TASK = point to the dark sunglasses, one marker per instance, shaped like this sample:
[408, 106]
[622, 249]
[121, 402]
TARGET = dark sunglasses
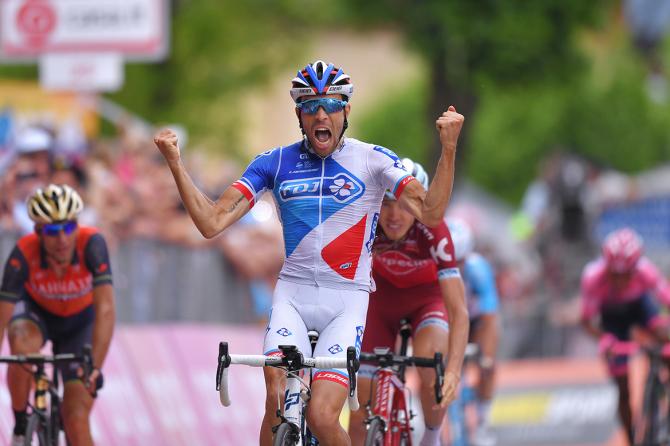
[53, 229]
[330, 105]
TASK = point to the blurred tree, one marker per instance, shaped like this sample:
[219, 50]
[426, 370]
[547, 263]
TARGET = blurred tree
[220, 50]
[471, 44]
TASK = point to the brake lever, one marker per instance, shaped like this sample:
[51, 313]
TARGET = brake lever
[352, 367]
[439, 376]
[223, 363]
[87, 366]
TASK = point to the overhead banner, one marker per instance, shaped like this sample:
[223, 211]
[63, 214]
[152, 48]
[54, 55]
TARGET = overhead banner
[137, 29]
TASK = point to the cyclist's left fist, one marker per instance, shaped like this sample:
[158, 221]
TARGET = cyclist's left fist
[449, 388]
[449, 125]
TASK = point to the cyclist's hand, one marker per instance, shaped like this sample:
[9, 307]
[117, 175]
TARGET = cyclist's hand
[166, 141]
[449, 125]
[95, 380]
[449, 388]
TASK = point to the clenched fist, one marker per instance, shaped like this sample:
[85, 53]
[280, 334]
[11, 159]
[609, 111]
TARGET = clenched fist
[449, 125]
[166, 141]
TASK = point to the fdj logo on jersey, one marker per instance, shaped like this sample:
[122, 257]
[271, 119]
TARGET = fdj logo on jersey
[341, 188]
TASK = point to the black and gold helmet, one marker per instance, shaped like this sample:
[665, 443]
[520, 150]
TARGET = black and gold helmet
[54, 203]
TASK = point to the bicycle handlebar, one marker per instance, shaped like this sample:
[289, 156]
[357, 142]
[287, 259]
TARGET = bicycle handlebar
[293, 363]
[384, 358]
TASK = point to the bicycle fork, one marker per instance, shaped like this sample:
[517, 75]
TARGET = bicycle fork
[295, 398]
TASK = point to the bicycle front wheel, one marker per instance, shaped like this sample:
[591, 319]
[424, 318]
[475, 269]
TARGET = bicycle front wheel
[35, 435]
[375, 435]
[286, 435]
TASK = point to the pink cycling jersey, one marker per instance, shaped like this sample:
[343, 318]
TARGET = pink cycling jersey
[597, 289]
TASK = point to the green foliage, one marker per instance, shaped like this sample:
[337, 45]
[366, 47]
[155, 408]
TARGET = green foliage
[398, 123]
[221, 50]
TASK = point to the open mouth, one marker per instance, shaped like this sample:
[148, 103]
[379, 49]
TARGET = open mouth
[322, 135]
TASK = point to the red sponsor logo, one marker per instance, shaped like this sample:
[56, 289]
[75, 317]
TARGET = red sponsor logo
[36, 19]
[334, 377]
[400, 263]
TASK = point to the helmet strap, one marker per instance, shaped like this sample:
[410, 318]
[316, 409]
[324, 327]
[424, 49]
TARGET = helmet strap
[344, 127]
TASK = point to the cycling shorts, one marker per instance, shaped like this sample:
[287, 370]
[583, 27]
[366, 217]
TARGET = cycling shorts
[385, 313]
[619, 319]
[67, 334]
[337, 315]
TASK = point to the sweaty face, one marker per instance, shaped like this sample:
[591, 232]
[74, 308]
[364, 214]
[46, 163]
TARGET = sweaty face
[394, 220]
[323, 129]
[59, 247]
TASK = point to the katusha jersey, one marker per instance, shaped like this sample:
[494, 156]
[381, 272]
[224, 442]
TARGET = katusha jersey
[417, 261]
[27, 274]
[328, 207]
[598, 291]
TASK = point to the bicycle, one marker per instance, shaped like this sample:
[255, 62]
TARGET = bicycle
[44, 420]
[652, 427]
[293, 429]
[459, 431]
[388, 420]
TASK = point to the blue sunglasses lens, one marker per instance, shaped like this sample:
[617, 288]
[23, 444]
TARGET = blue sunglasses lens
[53, 229]
[330, 105]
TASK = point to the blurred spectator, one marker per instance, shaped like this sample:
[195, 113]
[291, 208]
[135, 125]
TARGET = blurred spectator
[31, 170]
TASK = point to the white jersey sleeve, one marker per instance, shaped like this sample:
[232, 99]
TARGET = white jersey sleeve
[388, 169]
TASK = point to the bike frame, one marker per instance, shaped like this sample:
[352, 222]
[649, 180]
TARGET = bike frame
[391, 406]
[46, 399]
[391, 401]
[297, 392]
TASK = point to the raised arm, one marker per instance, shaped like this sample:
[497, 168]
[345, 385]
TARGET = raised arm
[429, 206]
[210, 217]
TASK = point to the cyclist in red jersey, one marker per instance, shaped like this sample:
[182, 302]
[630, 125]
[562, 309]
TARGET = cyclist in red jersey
[622, 289]
[416, 277]
[57, 286]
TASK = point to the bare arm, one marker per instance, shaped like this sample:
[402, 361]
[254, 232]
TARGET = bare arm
[103, 327]
[488, 335]
[453, 293]
[6, 310]
[210, 217]
[429, 206]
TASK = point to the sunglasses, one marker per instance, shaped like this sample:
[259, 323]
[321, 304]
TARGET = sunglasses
[330, 105]
[53, 229]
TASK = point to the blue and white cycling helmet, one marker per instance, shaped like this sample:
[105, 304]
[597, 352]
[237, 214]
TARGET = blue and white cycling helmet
[417, 171]
[461, 236]
[321, 78]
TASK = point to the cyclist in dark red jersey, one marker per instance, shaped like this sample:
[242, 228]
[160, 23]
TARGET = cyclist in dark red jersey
[57, 286]
[416, 277]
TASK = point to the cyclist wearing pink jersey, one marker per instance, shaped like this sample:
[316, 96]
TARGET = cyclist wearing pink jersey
[622, 289]
[416, 277]
[328, 190]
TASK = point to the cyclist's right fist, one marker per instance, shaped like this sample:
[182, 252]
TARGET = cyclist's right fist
[166, 141]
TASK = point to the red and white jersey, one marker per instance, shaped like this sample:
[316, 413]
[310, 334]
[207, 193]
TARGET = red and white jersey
[420, 259]
[328, 207]
[597, 289]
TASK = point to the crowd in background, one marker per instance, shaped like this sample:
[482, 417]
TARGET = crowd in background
[165, 270]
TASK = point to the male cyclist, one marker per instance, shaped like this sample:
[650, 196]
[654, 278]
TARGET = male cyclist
[416, 277]
[482, 298]
[328, 190]
[622, 289]
[57, 286]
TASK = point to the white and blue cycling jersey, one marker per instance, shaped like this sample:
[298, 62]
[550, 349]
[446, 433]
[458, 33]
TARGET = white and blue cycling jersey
[329, 207]
[480, 286]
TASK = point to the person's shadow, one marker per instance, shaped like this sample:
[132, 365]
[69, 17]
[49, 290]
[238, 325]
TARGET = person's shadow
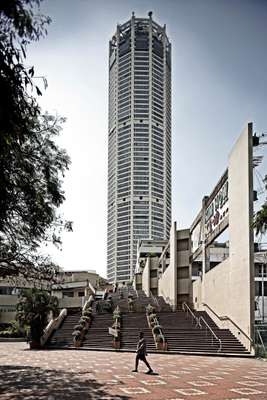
[26, 382]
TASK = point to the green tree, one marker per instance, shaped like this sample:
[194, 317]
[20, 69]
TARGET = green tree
[31, 164]
[33, 309]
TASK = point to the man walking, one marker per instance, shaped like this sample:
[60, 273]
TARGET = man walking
[141, 354]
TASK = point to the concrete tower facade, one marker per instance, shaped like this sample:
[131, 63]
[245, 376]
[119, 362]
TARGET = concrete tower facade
[139, 154]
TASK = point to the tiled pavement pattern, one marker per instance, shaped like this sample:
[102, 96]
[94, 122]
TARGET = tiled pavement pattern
[78, 374]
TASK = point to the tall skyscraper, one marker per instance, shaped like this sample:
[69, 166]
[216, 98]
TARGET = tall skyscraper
[139, 159]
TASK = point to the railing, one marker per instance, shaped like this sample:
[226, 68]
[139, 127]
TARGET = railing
[213, 334]
[52, 326]
[226, 318]
[155, 301]
[187, 309]
[257, 332]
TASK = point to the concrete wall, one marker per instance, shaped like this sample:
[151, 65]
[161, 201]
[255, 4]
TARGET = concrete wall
[168, 280]
[229, 287]
[8, 308]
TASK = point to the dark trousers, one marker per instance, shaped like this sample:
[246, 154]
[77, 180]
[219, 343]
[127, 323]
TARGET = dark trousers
[141, 357]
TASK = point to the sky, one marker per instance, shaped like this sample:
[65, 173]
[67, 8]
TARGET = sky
[219, 83]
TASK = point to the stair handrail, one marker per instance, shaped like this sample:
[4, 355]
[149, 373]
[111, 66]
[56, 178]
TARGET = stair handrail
[52, 326]
[257, 332]
[155, 300]
[187, 309]
[212, 333]
[226, 318]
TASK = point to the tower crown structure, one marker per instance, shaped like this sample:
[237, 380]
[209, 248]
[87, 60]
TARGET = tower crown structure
[139, 160]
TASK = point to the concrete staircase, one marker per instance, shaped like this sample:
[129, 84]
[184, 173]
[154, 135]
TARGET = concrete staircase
[183, 336]
[131, 325]
[62, 337]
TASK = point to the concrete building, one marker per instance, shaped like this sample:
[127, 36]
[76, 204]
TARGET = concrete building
[72, 290]
[147, 265]
[220, 278]
[139, 160]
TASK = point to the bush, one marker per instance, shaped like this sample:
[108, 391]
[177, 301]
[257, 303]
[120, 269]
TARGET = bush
[76, 334]
[87, 313]
[78, 327]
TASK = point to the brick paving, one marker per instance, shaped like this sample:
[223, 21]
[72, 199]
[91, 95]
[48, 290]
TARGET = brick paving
[77, 374]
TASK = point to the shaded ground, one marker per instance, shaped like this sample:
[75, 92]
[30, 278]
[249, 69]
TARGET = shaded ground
[60, 374]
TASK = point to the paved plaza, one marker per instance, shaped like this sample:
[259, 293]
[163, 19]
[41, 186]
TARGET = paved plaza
[77, 374]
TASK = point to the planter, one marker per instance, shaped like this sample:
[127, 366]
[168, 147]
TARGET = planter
[116, 344]
[34, 345]
[77, 343]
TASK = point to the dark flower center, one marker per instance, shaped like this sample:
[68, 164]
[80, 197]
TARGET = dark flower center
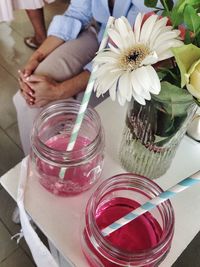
[132, 57]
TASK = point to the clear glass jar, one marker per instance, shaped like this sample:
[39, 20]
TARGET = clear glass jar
[50, 135]
[143, 242]
[152, 134]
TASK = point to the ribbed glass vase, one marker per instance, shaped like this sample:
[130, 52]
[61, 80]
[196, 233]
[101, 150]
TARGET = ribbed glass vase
[152, 134]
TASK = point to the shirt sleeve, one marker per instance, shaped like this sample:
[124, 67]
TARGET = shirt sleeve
[76, 17]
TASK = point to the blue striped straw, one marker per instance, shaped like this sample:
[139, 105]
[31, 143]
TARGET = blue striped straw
[86, 98]
[149, 205]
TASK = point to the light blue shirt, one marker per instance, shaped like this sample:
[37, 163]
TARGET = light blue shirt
[80, 13]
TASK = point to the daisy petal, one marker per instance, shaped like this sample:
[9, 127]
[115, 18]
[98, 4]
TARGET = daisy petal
[124, 86]
[147, 28]
[152, 58]
[137, 26]
[116, 38]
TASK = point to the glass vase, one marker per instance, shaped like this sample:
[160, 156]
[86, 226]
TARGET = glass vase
[152, 134]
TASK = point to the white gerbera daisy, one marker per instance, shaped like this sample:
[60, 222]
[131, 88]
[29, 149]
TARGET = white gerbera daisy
[125, 67]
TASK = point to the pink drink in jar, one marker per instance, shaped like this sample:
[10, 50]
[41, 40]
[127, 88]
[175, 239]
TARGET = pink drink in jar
[143, 242]
[50, 136]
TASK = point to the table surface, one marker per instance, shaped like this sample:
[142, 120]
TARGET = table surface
[60, 217]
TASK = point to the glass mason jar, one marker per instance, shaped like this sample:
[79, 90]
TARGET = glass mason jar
[144, 241]
[152, 134]
[51, 132]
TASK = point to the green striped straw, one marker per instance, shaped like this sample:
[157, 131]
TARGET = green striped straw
[86, 98]
[149, 205]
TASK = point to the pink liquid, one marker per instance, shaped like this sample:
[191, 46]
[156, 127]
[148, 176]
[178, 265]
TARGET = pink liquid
[76, 178]
[142, 233]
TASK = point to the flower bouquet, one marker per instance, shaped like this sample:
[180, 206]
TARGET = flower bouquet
[155, 66]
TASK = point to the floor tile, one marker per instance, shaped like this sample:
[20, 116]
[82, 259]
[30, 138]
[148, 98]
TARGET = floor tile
[13, 133]
[14, 53]
[17, 259]
[10, 153]
[7, 246]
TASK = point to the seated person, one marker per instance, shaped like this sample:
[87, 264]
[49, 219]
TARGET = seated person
[60, 67]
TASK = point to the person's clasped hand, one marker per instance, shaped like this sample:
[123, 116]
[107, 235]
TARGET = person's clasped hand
[39, 90]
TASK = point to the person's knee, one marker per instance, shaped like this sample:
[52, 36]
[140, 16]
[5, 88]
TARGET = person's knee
[18, 101]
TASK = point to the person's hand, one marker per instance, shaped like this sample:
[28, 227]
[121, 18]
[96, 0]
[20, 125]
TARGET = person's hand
[30, 67]
[26, 91]
[41, 89]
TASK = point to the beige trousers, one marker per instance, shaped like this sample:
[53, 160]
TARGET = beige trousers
[63, 63]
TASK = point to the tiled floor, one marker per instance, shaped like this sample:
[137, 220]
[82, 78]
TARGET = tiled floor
[13, 54]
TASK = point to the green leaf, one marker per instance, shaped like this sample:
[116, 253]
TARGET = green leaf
[185, 56]
[191, 18]
[151, 3]
[192, 2]
[167, 4]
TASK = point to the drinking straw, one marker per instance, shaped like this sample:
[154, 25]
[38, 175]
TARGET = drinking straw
[86, 97]
[149, 205]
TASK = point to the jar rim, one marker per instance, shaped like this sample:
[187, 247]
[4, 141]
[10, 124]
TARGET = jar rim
[107, 246]
[84, 152]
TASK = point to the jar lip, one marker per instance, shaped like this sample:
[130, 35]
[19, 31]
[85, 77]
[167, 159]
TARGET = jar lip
[137, 253]
[86, 150]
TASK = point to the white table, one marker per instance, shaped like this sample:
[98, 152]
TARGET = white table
[59, 218]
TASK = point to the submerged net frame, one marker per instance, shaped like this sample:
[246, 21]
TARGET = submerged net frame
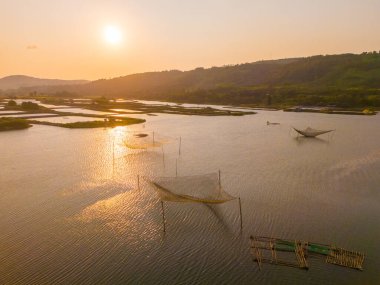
[142, 140]
[311, 133]
[294, 253]
[205, 188]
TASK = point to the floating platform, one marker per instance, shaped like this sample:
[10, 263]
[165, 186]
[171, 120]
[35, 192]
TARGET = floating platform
[294, 253]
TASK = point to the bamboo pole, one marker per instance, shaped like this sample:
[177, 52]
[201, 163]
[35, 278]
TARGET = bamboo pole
[241, 218]
[163, 155]
[180, 144]
[113, 158]
[163, 215]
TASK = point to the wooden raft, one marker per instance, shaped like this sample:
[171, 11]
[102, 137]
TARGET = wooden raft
[294, 253]
[346, 258]
[258, 244]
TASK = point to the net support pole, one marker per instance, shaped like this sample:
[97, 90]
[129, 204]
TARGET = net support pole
[163, 155]
[241, 218]
[163, 215]
[113, 158]
[180, 144]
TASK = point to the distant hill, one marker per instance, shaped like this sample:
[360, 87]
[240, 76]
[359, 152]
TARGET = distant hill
[19, 81]
[343, 80]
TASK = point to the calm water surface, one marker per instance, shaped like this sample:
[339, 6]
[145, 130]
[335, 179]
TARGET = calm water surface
[70, 213]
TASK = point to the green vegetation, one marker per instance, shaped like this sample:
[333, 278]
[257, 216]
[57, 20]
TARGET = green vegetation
[8, 124]
[12, 103]
[29, 106]
[346, 81]
[94, 124]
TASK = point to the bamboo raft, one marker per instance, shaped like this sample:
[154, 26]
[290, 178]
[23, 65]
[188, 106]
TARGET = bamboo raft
[295, 253]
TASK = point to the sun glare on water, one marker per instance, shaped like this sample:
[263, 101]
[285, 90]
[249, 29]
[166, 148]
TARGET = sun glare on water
[112, 35]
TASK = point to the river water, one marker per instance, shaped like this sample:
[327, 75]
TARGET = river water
[71, 211]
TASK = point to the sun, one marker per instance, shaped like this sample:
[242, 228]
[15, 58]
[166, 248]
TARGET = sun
[112, 35]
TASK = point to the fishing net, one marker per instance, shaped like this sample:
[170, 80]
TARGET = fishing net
[204, 188]
[144, 140]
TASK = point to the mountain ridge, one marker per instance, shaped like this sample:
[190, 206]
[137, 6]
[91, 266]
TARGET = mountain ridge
[22, 81]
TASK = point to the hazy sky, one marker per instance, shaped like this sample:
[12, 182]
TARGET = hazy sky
[65, 39]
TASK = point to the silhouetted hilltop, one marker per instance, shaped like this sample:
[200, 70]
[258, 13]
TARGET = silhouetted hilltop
[341, 80]
[19, 81]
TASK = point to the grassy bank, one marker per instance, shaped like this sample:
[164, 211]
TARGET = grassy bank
[93, 124]
[9, 124]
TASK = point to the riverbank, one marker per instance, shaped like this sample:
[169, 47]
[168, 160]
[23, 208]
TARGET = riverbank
[10, 124]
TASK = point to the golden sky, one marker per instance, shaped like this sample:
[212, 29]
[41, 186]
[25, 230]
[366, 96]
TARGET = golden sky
[67, 39]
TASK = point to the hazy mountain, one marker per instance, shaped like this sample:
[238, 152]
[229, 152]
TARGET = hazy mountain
[336, 71]
[344, 80]
[19, 81]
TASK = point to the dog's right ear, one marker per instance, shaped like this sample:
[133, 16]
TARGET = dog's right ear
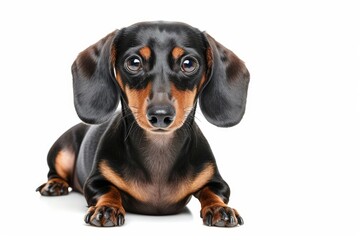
[96, 95]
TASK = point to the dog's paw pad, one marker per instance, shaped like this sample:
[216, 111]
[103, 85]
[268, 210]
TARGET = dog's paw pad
[221, 216]
[54, 187]
[104, 216]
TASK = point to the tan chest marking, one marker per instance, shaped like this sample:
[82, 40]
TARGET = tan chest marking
[158, 191]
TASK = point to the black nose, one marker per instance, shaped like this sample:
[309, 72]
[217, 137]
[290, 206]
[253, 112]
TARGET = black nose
[161, 116]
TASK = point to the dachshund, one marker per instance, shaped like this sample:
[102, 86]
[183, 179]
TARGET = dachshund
[149, 156]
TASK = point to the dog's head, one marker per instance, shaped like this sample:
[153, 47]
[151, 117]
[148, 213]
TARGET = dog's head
[160, 69]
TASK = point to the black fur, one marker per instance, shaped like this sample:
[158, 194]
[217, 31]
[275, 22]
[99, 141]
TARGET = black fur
[128, 162]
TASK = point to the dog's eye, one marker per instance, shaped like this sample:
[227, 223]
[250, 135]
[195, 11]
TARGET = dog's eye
[189, 65]
[133, 64]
##############################
:: REQUIRED TASK ::
Exactly reproduce the lines beginning with the one that contains "TASK = point to the black nose, one" and ending with the last line of the material, both included. Leave out everything else.

:: RESULT OF THIS TASK ::
TASK = point to the black nose, one marker per instance, shaped like this sample:
[309, 72]
[217, 137]
[290, 206]
[253, 112]
TARGET = black nose
[161, 116]
TASK = point to the dachshund, one marker per instance, shaped like this sample:
[102, 86]
[183, 179]
TARGET = dachshund
[149, 156]
TASK = point to the dog's head, one marker per instance, shaped like this sample:
[153, 47]
[151, 117]
[148, 213]
TARGET = dog's head
[160, 69]
TASK = point to the black fur, one marker per instance, shaped like this sample:
[158, 194]
[217, 31]
[275, 22]
[99, 141]
TARGET = black fur
[128, 162]
TASK = point to the dog's eye, one marker per instance, shaped like this sample:
[227, 223]
[250, 135]
[195, 11]
TARGET = dog's eye
[189, 65]
[133, 64]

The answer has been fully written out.